> [Verilen görev 1] Metnin ardından gelen kayıtlardaki satırların hepsini aynen tekrar ederek yazdır, ancak resimleri yanıta koyma.

|---|

MURİS MUVAZAASINA DAYALI TAPU İPTAL VE TESCİL DAVALARI
Muris Muvazaasına Dayalı Tapu İptal ve Tescil Davaları
Miras hakkınızı korumak için en önemli hukuki yollardan biri muris muvazaasına dayalı tapu iptal ve tescil davasıdır. Miras bırakanın, taşınmazlarını mirasçılardan kaçırmak amacıyla üçüncü kişilere devretmesi halinde, yasal haklarınızı savunabilirsiniz. Peki, bu tür davalar nasıl açılır? Nelere dikkat edilmelidir? İşte detaylar…
Muvazaa, irade ile beyan arasında bilerek ve istenerek yaratılan uyumsuzluktur.
Muvazaa kavramı, Türk Hukuk Lûgatında; ‘‘Anlaşmalı saptırma, gerçek dışı durumlara gerçekmiş niteliğini kazandırma işlemi. Hukuksal bir işlem konusunda gerçek duruma aykırılıkta birleşilerek yapılan ortak açıklama (beyan) ya da ortaya konulan belgedir. Danışıklı işlem’’ şeklinde tanımlanmıştır (Türk Hukuk Lûgatı, Türk Hukuk Kurumu, Cilt I, Ankara 2021, s. 819).
Muvazaa, 6098 sayılı Türk Borçlar Kanunu'nun (TBK) 19. maddesinde "Bir sözleşmenin türünün ve içeriğinin belirlenmesinde ve yorumlanmasında, tarafların yanlışlıkla veya gerçek amaçlarını gizlemek için kullandıkları sözcüklere bakılmaksızın, gerçek ve ortak iradeleri esas alınır" hükmü ile ifade edilmiştir.
“Muvazaa; tarafların üçüncü kişileri aldatmak amacı ile ve fakat kendi gerçek iradelerine uymayan ve aralarında hüküm ve sonuç doğurmayan bir görünüş yaratmak hususunda anlaşmaları şeklinde tanımlanabilir.” (Yargıtay HGK 01.03.2023, E. 2021/1-610, K. 2023/164)

|---|

> [Verilen görev 2] Yukarıdaki muris muvazaası metninden "MURİS MUVAZAASINA DAYALI" sözleriyle başlayıp "2021, s. 819)." sözlerine kadar devam eden bölümü harfi harfine döndür.

|---|

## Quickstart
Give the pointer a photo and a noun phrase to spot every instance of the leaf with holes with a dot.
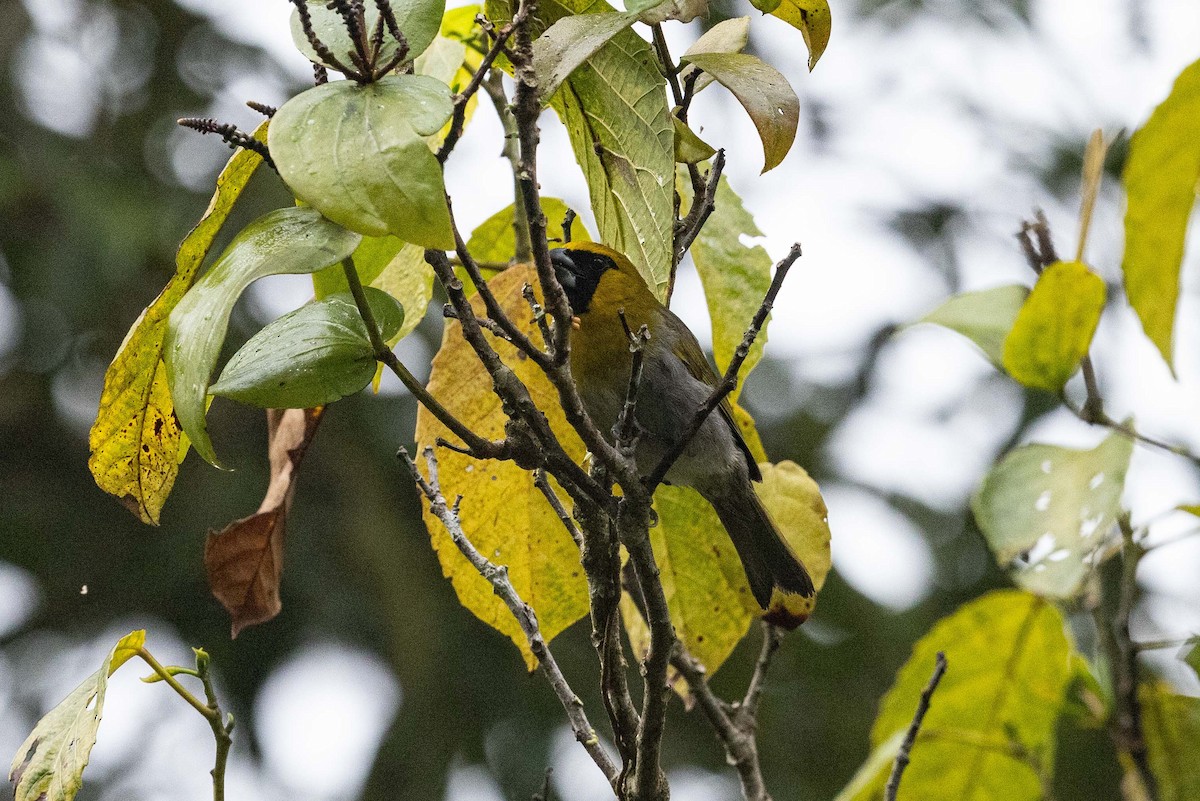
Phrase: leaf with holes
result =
(1048, 512)
(990, 728)
(49, 764)
(295, 240)
(983, 317)
(136, 441)
(711, 603)
(359, 156)
(1055, 326)
(763, 92)
(316, 355)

|---|

> [Yanıt 1]
## Quickstart
Give the pointer a photo and a noun phrase to spot every instance of the leaf with holes with a dot.
Phrase: leaf with holes
result =
(1048, 512)
(990, 728)
(49, 764)
(295, 240)
(983, 317)
(136, 441)
(711, 603)
(359, 156)
(1055, 326)
(763, 92)
(316, 355)

> [Yanıt 2]
MURİS MUVAZAASINA DAYALI TAPU İPTAL VE TESCİL DAVALARI
Muris Muvazaasına Dayalı Tapu İptal ve Tescil Davaları
Miras hakkınızı korumak için en önemli hukuki yollardan biri muris muvazaasına dayalı tapu iptal ve tescil davasıdır. Miras bırakanın, taşınmazlarını mirasçılardan kaçırmak amacıyla üçüncü kişilere devretmesi halinde, yasal haklarınızı savunabilirsiniz. Peki, bu tür davalar nasıl açılır? Nelere dikkat edilmelidir? İşte detaylar…
Muvazaa, irade ile beyan arasında bilerek ve istenerek yaratılan uyumsuzluktur.
Muvazaa kavramı, Türk Hukuk Lûgatında; ‘‘Anlaşmalı saptırma, gerçek dışı durumlara gerçekmiş niteliğini kazandırma işlemi. Hukuksal bir işlem konusunda gerçek duruma aykırılıkta birleşilerek yapılan ortak açıklama (beyan) ya da ortaya konulan belgedir. Danışıklı işlem’’ şeklinde tanımlanmıştır (Türk Hukuk Lûgatı, Türk Hukuk Kurumu, Cilt I, Ankara 2021, s. 819).